- **Work to be completed**
Return all entries word for word, but drop any images.

- **Data excerpts**
>> Start
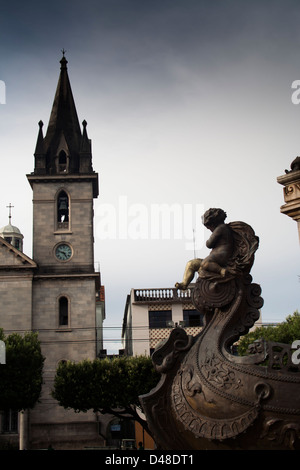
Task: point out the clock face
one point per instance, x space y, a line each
63 252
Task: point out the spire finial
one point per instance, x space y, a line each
9 212
63 60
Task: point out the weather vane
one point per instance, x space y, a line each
10 208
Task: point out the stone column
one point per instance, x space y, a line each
291 192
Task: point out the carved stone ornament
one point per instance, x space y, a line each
209 398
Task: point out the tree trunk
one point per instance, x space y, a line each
24 430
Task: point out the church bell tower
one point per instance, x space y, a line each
65 283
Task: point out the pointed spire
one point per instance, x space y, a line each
39 148
63 118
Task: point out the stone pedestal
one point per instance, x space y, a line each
291 193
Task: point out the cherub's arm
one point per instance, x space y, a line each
215 236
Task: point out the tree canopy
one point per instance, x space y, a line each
105 385
21 377
285 332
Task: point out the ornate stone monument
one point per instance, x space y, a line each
291 192
208 397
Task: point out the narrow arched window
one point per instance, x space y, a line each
63 210
63 306
62 162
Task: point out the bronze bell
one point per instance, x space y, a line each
63 205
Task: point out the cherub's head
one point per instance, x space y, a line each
213 217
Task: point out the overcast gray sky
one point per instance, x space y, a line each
188 104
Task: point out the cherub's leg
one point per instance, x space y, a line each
190 269
214 267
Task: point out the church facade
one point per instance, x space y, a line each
54 293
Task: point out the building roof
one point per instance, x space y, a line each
10 229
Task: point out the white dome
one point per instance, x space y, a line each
10 229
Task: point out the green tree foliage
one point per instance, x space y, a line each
285 332
106 385
21 377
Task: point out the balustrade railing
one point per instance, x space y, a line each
168 294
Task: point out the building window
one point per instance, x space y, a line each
63 305
192 318
10 421
159 318
63 210
62 162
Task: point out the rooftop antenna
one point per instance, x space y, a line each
9 212
194 244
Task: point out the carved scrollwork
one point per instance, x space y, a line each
282 432
217 373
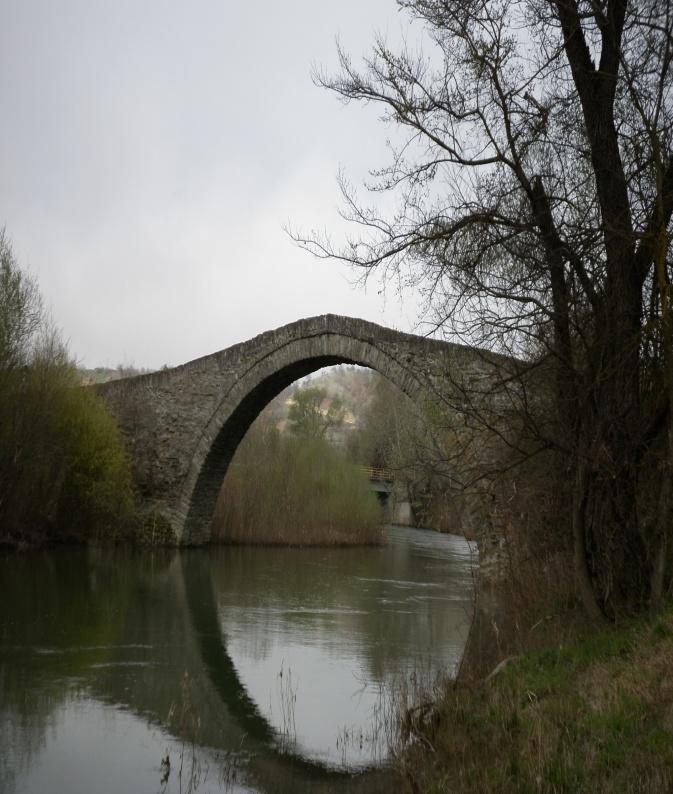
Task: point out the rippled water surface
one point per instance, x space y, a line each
228 669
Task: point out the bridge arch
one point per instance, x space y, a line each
184 424
249 394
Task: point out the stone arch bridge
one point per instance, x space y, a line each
184 424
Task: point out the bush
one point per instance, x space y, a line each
64 472
294 490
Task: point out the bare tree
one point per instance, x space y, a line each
534 185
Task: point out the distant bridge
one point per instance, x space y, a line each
183 425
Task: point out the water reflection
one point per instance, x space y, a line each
95 646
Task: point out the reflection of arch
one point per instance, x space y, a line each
224 677
241 404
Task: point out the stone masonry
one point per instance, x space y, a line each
184 424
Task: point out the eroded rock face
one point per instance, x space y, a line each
183 424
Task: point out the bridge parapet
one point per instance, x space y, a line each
184 424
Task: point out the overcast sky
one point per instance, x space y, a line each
150 153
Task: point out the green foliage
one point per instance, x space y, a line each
294 490
64 472
312 415
591 714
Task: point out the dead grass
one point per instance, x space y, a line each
591 714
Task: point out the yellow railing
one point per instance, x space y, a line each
385 475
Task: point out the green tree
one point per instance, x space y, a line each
64 471
533 171
312 415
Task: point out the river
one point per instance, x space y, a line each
241 669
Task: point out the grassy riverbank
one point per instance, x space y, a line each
591 714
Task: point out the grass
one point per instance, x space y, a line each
593 714
282 490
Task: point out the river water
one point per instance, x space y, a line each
240 669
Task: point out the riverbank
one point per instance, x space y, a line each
591 714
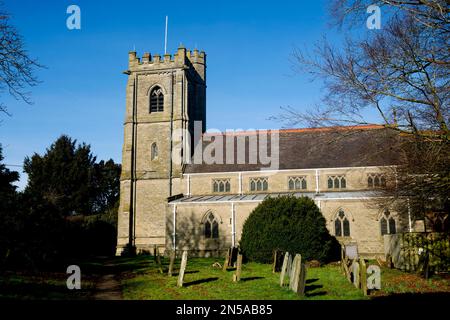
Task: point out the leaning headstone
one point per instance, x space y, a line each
237 275
302 280
227 260
172 262
296 270
233 257
274 263
182 269
289 266
355 272
351 251
363 272
374 279
154 253
284 269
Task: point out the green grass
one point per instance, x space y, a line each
202 281
140 279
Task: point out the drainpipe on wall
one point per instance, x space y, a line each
409 215
188 182
171 133
174 222
317 181
240 183
233 226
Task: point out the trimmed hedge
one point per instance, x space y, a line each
289 224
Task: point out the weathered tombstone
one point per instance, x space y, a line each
355 272
351 251
172 262
233 257
182 269
363 272
227 260
374 278
237 275
274 263
296 269
289 266
154 253
284 268
302 280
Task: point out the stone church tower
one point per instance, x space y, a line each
163 95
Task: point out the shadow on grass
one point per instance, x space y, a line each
308 281
251 278
192 283
309 289
175 274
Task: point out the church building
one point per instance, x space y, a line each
174 197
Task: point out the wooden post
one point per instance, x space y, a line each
182 269
363 277
237 275
296 270
284 269
172 262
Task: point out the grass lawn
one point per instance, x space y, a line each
202 281
140 279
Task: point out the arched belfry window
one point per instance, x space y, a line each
154 151
387 223
341 225
211 230
156 100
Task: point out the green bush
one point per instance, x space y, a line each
288 224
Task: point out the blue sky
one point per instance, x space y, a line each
82 94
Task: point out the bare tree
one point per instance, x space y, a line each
403 73
16 66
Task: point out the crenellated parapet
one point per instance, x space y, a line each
182 58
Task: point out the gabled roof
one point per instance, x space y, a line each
356 146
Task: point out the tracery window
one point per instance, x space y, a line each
297 183
341 225
156 100
221 185
259 184
337 182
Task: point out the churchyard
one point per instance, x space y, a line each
144 277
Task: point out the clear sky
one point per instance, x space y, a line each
82 94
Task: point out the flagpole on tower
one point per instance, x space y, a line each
165 36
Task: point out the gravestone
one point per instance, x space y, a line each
374 278
284 269
289 266
182 269
356 273
302 281
295 275
172 262
363 269
227 260
277 261
351 251
237 275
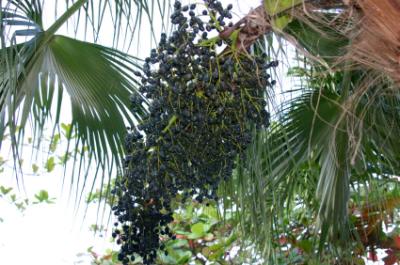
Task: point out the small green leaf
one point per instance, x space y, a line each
274 7
54 143
5 190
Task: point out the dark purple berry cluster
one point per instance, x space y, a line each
203 105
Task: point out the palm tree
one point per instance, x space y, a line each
337 137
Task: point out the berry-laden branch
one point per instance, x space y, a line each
204 106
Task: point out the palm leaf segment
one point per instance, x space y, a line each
35 74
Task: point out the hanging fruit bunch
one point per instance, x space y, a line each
203 106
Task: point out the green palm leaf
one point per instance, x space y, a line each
37 73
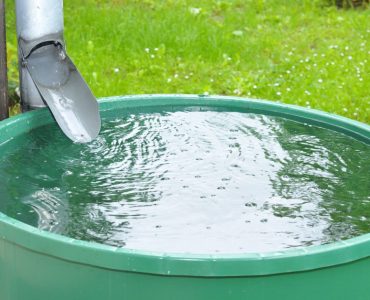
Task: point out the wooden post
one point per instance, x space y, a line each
4 101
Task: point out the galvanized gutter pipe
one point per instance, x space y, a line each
48 77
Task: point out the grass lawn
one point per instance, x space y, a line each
299 52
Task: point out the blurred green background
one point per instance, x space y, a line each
308 53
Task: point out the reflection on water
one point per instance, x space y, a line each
191 181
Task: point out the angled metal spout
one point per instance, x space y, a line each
48 77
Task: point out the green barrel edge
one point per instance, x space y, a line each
35 263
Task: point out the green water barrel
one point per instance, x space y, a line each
37 265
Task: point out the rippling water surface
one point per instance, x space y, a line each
191 181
>> End
- **Solution for this task**
Task: point out the clock face
one point per instance, x space y, a line each
63 252
Task: point out the spire finial
one point per instance, x space y, a line each
9 212
63 60
Task: point out the weather vane
one point per instance, x space y, a line each
10 208
Task: point out the stone column
one point per instance, x space y, a line each
291 192
Task: point out the carved stone ornament
one point per instance, x space y, a line each
209 398
Task: point out the tree trunk
one point per instance, x space y, a line each
24 430
Task: point out the church bell tower
one point per instance, x space y, a line each
65 283
Task: point out the pointed spire
one point per instance, x space y, a line each
39 148
63 118
Task: point out the stone pedestal
one point per instance, x space y, a line each
291 193
Task: point out the cherub's arm
one point per instance, x space y, a line each
215 236
Task: point out the tree canopy
one point per instance, x space y, a line each
105 385
21 377
285 332
Task: point out the ornate stone monument
one point per instance, x space y, a line each
291 192
208 397
Task: point out the narrow arched window
one point per instance, x space y, a line each
63 210
63 306
62 162
Task: point out the bronze bell
one point per instance, x space y, a line each
63 205
Task: point out the cherub's head
one point per instance, x space y, a line each
213 217
Task: point out the overcast gray sky
one point per instance, x space y, a line each
188 104
Task: point out the cherub's leg
one point per instance, x space y, a line each
190 269
214 267
Task: point out the church facade
one point per instance, x space y, a line each
54 293
Task: point out the building roof
one point per instance, x space y, a line each
10 229
Task: point out the white dome
one point per instance, x space y, a line each
10 229
Task: point out the green tree foliage
one point per instance, x space y, a line each
285 332
106 385
21 377
Task: point out the balustrade railing
one point per instance, x space y, a line each
168 294
Task: point out the building window
one point per instance, x space y, a line each
63 305
192 318
10 421
159 318
63 210
62 162
Task: point out the rooftop antenna
one point per instance, x space y, a line each
9 212
194 244
Task: point out the carved scrollwork
one point per instance, x space y, a line each
282 432
217 373
Task: point out the rippled water surface
one point per instance, x space y, a line each
228 669
Task: point out the bridge arch
one point per instance, x space y, a line each
184 424
249 394
Task: point out the stone arch bridge
one point per instance, x space y, a line each
184 424
Task: point out the bush
one point per instance, x space y, a line each
64 472
294 490
Task: point out the bare tree
one point per instance, x space y, a line each
534 185
Task: point out the distant bridge
one point per instance, x space y, a line each
183 425
Task: point out the water reflection
one point per instance, x space y, a line each
95 646
Task: point out the reflection of arch
one point per instance, x space y, a line each
224 677
241 404
Task: point out the stone masonry
one point per instance, x space y, a line each
184 424
Task: point out the eroded rock face
one point per instance, x space y, a line each
183 424
Task: point out the bridge parapet
one point per instance, x space y, a line each
184 424
Task: point out the overcast sky
one point per instance, x space y, a line each
150 153
Task: point out the green foliage
one point per instance, x space y, a line each
294 490
64 472
312 415
591 714
Task: point out the dead grass
one point per instance, x space y, a line each
591 714
Task: point out the yellow railing
one point per instance, x space y, a line each
385 475
Task: point out the green tree
one point per instance, x space y, a line each
64 471
533 171
312 415
Task: point out the river
one point per instance, x space y, a line each
241 669
Task: point out the grassy riverbank
one point per instance, x space y, a line each
591 714
Task: point out the grass
one point per instance, x space y, a line each
593 714
282 490
Task: point out the river water
one point per instance, x space y, a line each
240 669
Task: point out the riverbank
one point per instance, x space y, a line each
591 714
Task: point out the leaning headstone
one point per instance, x space y, a line each
237 275
302 280
227 260
172 262
296 270
233 257
274 263
182 269
289 266
355 272
351 251
363 272
374 279
154 253
284 269
Task: point out the green grass
one point per instance, x space y, a line each
202 281
140 279
Task: point out the drainpipe on wall
one point per instance, x space y, a line each
409 215
188 182
171 133
174 222
317 181
240 183
233 226
Task: point out the trimmed hedge
one point per instance, x space y, a line each
289 224
Task: point out the weathered tombstone
one point per instance, x space y, a line each
355 272
351 251
172 262
233 257
182 269
363 272
227 260
374 278
237 275
274 263
296 269
289 266
154 253
284 268
302 280
Task: point out the stone church tower
one point per instance, x space y, a line each
163 95
Task: point out the shadow on grass
one point per instance, x space y, a line each
308 281
251 278
192 283
309 289
175 274
Task: point out the church building
one point per instance, x space y, a line each
174 197
Task: point out the wooden post
one point per instance, x space y, a line each
182 269
363 277
237 275
296 270
284 269
172 262
Task: point out the grass lawn
one point per instance, x space y, a line each
202 281
140 279
Task: point out the arched belfry window
one point per instance, x space y, a line each
154 151
387 223
341 225
211 230
156 100
Task: point out the green bush
one point per instance, x space y, a line each
288 224
Task: point out the blue sky
one point per instance, x space y, a line each
82 94
Task: point out the bare tree
one point per instance, x space y, a line each
403 73
16 66
Task: point out the crenellated parapet
one point per instance, x space y, a line each
182 58
Task: point out the gabled roof
one point per instance, x space y, a line each
356 146
Task: point out the tracery window
one point per instance, x space y, a line each
297 183
341 225
156 100
221 185
259 184
337 182
Task: point out the churchyard
one point per instance, x space y, a line each
144 277
Task: point out the clear sky
one point per instance, x space y, a line each
82 94
Task: point out the flagpole on tower
one point per instance, x space y, a line each
165 36
Task: point out the gravestone
one point per instance, x space y, a line each
374 278
284 269
289 266
182 269
356 273
302 281
295 275
172 262
363 269
227 260
277 261
351 251
237 275
Task: point out the small green leaf
one point per instance, x space y, a line each
274 7
54 143
5 190
Task: point out the dark purple berry cluster
one point per instance, x space y, a line each
203 105
Task: point out the palm tree
one point per instance, x space y, a line each
337 137
Task: point out the berry-laden branch
one point per instance, x space y, a line each
204 106
Task: point out the palm leaf segment
one point per instance, x space y, a line each
35 74
Task: point out the hanging fruit bunch
one point per instance, x space y, a line each
203 106
Task: point out the green palm leaf
one point per instance, x space y, a line each
37 73
Task: point out the wooden post
one point per instance, x space y, a line each
4 101
Task: point out the galvanized gutter pipe
one point per instance, x space y, a line each
48 77
Task: point out the grass lawn
one point per instance, x space y, a line each
299 52
Task: point out the blurred green background
one point per instance, x space y, a line each
308 53
Task: point out the reflection on water
one point per instance, x space y, a line each
191 181
Task: point out the angled metal spout
one point per instance, x space y, a line each
48 77
Task: point out the green barrel edge
one point per instance, x space y, a line each
35 263
Task: point out the green water barrel
one point per instance, x space y, a line each
37 265
Task: point out the rippling water surface
one point per instance, x space y, a line each
191 181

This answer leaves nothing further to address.